**Task directions**
Output every line of the records below word for word, leaving out the pictures.

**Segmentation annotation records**
•••

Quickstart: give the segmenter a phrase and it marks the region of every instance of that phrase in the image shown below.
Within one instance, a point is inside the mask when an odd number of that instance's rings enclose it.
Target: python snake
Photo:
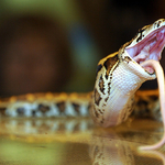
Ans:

•••

**Reply to the task**
Quickstart: give the segmenter a phrase and it marks the region of every instance of that phrase in the image shown below.
Within one instance, a point is inside the mask when an odd number of that instance's rings enclose it.
Target: python snake
Photo:
Ans:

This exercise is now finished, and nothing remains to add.